▶ [BRANO DI PARTENZA]
--------------------------------------------------

La pedagogia dello sguardo istruita da Rhythm procede in direzione inversa a quella descritta dall’“economia salvifica della rappresentazione” (ibidem), fondando la sua propria economia sull’esibizione forzata del presente e dell’assente, del corpo vivo e del simulacro di sé che esso riflette.
L’aporia semantica e topologica del limite struttura insieme il processo di figurazione dell’individuo e dei suoi limiti e quello parallelo di costruzione dell’osservatore, imperniato sulla tensione dischiusa dall’indecidibilità veridittiva che Bruno Latour definisce iconoclash:
Iconoclastia è quando noi sappiamo che cosa sta succedendo nel momento in cui si distrugge qualche cosa e conosciamo le motivazioni che sono dietro a quel che sembra un chiaro progetto di distruzione. Iconoclash, invece, è quando non si sa, o si esita, o si è in difficoltà di fronte a un’azione per la quale non c’è modo di sapere, senza ulteriori indagini, se sia distruttiva o costruttiva (Latour 2002: 168 tr. it.).

--------------------------------------------------

▶ [ATTIVITÀ DA SVOLGERE]
**A.** Nel brano su Rhythm e l'iconoclash, quali elementi vengono esibiti in modo forzato nell'economia della pedagogia dello sguardo? Elencali tutti.
**B.** Prosegui il brano su Rhythm e l'iconoclash dal punto in cui si ferma.

--------------------------------------------------

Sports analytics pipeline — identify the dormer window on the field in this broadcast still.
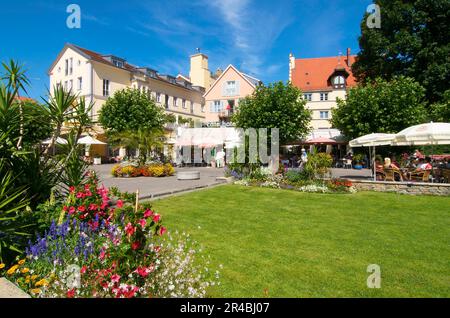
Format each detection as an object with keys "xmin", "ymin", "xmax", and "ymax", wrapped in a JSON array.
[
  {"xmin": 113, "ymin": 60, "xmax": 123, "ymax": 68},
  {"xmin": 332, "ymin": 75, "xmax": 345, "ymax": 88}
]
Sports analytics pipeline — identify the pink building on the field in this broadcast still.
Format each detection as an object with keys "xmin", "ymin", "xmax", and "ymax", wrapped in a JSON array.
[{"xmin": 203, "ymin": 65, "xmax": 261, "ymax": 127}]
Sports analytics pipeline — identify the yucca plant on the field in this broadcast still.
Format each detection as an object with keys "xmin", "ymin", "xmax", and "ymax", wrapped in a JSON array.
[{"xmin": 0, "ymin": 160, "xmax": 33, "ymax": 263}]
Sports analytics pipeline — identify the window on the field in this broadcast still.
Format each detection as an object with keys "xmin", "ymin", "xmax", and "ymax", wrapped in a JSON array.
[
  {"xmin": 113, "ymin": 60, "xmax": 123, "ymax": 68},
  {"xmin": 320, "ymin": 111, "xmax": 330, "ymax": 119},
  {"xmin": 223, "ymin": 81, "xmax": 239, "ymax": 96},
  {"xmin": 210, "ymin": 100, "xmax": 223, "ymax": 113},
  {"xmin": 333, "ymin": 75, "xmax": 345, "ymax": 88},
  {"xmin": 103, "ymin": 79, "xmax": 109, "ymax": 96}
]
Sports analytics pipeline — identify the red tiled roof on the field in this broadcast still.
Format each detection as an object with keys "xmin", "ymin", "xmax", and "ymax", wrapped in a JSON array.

--------------------------------------------------

▶ [SOLUZIONI DELL'ESERCIZIO]
**A.**
il presente
l'assente
il corpo vivo
il simulacro di sé che il corpo vivo riflette

**B.**
L’impossibilità di assegnare un valore univoco al corpo inerme di R5 e R2 – prova estrema della coscienza o indice della sua perdita? Gesto d’artista o legge di natura? Soggetto all’apice di un processo interiore di trascendenza o corpo singolare privo di intenzione come di sensibilità? – è rinnovata e amplificata, in R0, ad ogni intervento attivo del pubblico: i petali di rosa sui seni sono decorazioni o tracce di un atto osceno? Le lacrime, segno di sofferenza o effetto di un’irritazione? Il rossetto apposto sulle labbra è una decorazione o uno sfregio? La pistola fra le mani dell’artista distesa sul tavolo con gli occhi spalancati (immobile per intenzione o perché ha perso i sensi?) inscena o inaugura la catastrofe? Fino alla fine, nessuno dei due poli della valutazione è suscettibile di sostituirsi del tutto all’altro, e fino alla fine l’ultimo amplifica il primo.
Il sincretismo, nel medesimo corpo, del valore di icona e di feticcio, rappresentazione di soggetto e corpo in presenza, divarica, piuttosto che annullare, la loro distanza e intensifica il paradosso del gesto iconoclasta, “come se sfigurare [defacing] un oggetto generasse inevitabilmente un nuovo volto [face], come se lo sfigurare [defacement] e il ricostruire il volto [refacement] fossero necessariamente contemporanei” (Latour 2002: 170 tr. it.).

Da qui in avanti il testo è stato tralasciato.